### Text block ###

Modern technologies like biogas are slowly replacing the dung cakes. Now the dung is well mixed and hauled in the digester which produces the methane gas and slurry as the by-product. The gas is used for smoke-free cooking and the slurry can be used as a bio-fertiliser in the fields.

As the cooking is hassle-free, smoke free and even the utensils are cleaner, more and more people are opting for the biogas plants. However, as the initial set-up of the biogas digester is expensive, the poor populace has not been able to take the benefits of the modern technology.

In spite of the dwindling use of dung cakes and introduction of incense sticks, you will still find rural people using the chopped pinewood and dung cakes for the daily worship. It is still considered to be more pure form of offering to the Gods. Especially, the cow dung cakes are preferred to other fuelwood and timber while performing the pooja or worship.

Bridge between two major Tharu festivals/rituals
The dung cakes are special in Tharu culture. Two major festivals/rituals celebrated by the Tharus are linked by the dung cake chipri. Tharus make godaha/godahaini (of human form) from the cow dung and leave it for the night in the gahli, the cowshed on the fourth day (Govardhan Pooja) of the Hindu festival Deepawali/Tihar. The next day, the godaha/godahaini is made into a chipri, dried and stored in a safe place.

### Stored rows ###

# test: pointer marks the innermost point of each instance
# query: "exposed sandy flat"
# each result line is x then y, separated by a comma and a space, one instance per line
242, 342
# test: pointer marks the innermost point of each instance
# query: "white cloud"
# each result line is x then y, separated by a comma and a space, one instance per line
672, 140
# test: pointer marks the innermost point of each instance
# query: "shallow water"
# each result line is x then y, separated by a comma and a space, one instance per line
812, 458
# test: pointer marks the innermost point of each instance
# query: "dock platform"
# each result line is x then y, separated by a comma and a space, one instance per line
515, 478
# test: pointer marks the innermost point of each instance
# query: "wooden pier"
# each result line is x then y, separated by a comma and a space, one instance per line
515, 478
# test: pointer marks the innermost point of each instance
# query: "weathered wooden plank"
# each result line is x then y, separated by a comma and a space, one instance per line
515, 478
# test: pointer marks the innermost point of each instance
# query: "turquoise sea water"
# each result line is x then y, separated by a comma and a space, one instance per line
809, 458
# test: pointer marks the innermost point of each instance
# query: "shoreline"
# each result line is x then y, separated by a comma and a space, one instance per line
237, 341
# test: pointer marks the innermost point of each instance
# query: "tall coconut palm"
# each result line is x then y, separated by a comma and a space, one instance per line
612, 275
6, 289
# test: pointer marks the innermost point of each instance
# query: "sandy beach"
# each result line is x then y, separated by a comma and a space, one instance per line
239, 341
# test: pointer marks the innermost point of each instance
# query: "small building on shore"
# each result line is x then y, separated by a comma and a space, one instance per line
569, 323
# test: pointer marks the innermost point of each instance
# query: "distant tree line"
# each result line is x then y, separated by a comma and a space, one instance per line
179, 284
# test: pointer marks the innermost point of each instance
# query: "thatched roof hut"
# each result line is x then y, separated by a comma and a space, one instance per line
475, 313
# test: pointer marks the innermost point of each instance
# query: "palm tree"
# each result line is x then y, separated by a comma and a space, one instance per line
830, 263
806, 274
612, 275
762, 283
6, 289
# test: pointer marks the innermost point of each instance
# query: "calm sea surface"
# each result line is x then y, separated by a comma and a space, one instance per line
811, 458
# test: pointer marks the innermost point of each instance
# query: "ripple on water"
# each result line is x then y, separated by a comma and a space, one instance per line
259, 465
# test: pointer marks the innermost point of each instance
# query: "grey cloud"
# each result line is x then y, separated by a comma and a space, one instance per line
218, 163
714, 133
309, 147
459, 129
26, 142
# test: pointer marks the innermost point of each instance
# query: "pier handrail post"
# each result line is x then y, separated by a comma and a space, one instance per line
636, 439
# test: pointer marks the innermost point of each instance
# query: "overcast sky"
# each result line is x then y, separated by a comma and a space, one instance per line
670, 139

###

Written request: Write the next part of the text about cow dung cakes in Tharu culture, starting right after its final sentence.

Task answer:
The same chipri is used to light fire and cook the first grain harvested from the field and offered to the home deity. The ritual is called Neman. It is celebrated in honour of the new harvest and is celebrated in the month of November. Only after celebrating Neman, the Tharus consume the newly harvested grain.

Due to the cultural significance of dung cakes, they will never vanish from the scene though with the modernisation, their use is decreasing. With the declining trend, we at least need to know how to make dung cakes, not just to keep our traditions alive but also to feel proud about it. The bottomline is, gobar, the cow dung is not only holy but also has healing properties!